▶ [The problem]: Please render the entries below as a two-column CSV headed "entry_text" and "answer", with one row per entry. Put the entry's text and its answer each in one quoted field with line breaks turned into spaces, and leave the pictures out.

▶ [Data section]:

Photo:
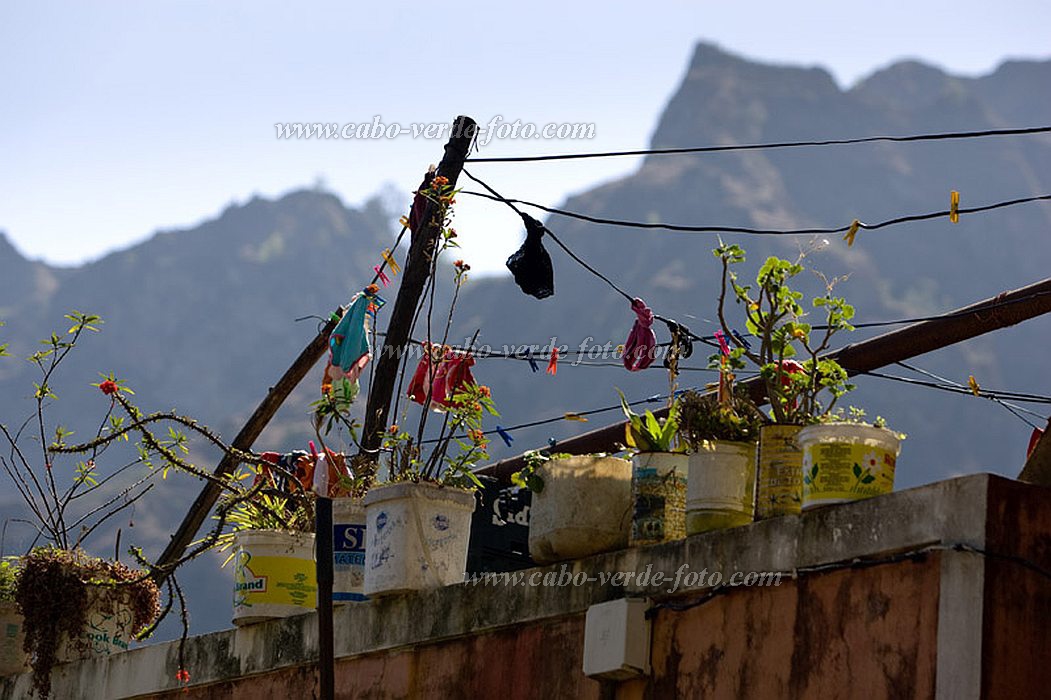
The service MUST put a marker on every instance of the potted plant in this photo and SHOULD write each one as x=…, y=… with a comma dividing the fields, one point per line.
x=846, y=458
x=581, y=505
x=13, y=657
x=418, y=519
x=721, y=434
x=78, y=605
x=799, y=392
x=658, y=475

▶ [Expected answer]:
entry_text,answer
"Photo: The service MUST put a marker on every instance of the potted plant in this photo and SHOULD write each one as x=…, y=… with a comma dividing the fields, one point per line.","x=846, y=458 x=581, y=505 x=13, y=657 x=418, y=519 x=721, y=434 x=78, y=605 x=799, y=392 x=658, y=475"